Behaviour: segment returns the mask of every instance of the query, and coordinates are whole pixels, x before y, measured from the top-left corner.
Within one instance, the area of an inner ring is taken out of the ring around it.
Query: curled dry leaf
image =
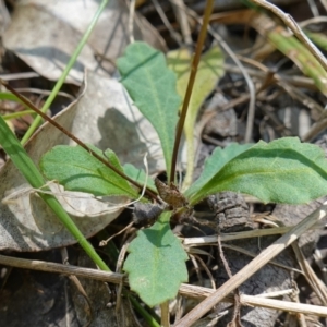
[[[96,0],[16,1],[12,22],[3,35],[4,47],[40,75],[57,81],[98,7]],[[130,43],[128,21],[125,2],[109,1],[66,82],[80,84],[84,68],[97,73],[112,72],[112,62]],[[165,49],[165,41],[145,19],[135,15],[134,22],[135,39]]]
[[[121,84],[96,74],[89,74],[86,84],[84,95],[59,113],[57,122],[84,142],[101,149],[113,149],[121,162],[133,162],[143,168],[143,155],[147,152],[150,172],[164,169],[157,134],[131,104]],[[38,164],[41,155],[58,144],[70,144],[70,140],[45,123],[26,149]],[[0,250],[40,251],[75,243],[11,161],[0,171]],[[50,183],[50,186],[55,195],[60,192],[53,189],[56,184]],[[58,201],[86,237],[117,218],[122,208],[113,210],[112,203],[126,204],[129,201],[111,197],[101,203],[87,194],[82,197],[81,193],[70,193],[70,197],[57,196]]]

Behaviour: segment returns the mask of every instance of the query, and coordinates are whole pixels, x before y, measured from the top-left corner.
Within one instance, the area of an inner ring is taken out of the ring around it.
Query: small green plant
[[[144,43],[130,45],[118,60],[121,83],[142,113],[156,129],[164,149],[168,180],[171,171],[174,132],[181,97],[177,93],[175,74],[167,66],[162,53]],[[135,175],[131,164],[122,167],[110,149],[105,154],[92,147],[117,169],[113,172],[80,146],[57,146],[45,154],[40,168],[48,180],[57,180],[65,190],[101,195],[138,197],[138,191],[122,175]],[[120,173],[119,173],[120,172]],[[145,175],[145,173],[143,174]],[[130,244],[124,270],[131,288],[148,305],[164,303],[177,295],[181,282],[187,280],[187,255],[170,229],[170,219],[210,194],[234,191],[254,195],[263,202],[307,203],[327,193],[327,161],[323,150],[286,137],[269,144],[231,144],[217,148],[206,162],[201,177],[184,192],[174,183],[158,190],[168,205],[157,221],[140,230]],[[138,183],[143,180],[138,180]],[[149,192],[154,192],[149,183]],[[171,194],[170,194],[171,192]],[[182,201],[174,202],[173,198]],[[144,197],[144,202],[152,198]]]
########
__Work to do__
Put the lines of the entries, from the very first line up to and including the line with "Query: curled dry leaf", into a Markdown table. Use the columns Row and Text: Row holds each line's number and Text holds the line itself, with blank lines left out.

__Result__
| Row | Text |
|---|---|
| 1 | Behaviour: segment returns the mask of every instance of the query, and coordinates are whole pixels, x before y, measured from the top-left corner. |
| 2 | Within one instance, the area of an inner ring is taken out of the ring around it. |
| 3 | Query: curled dry leaf |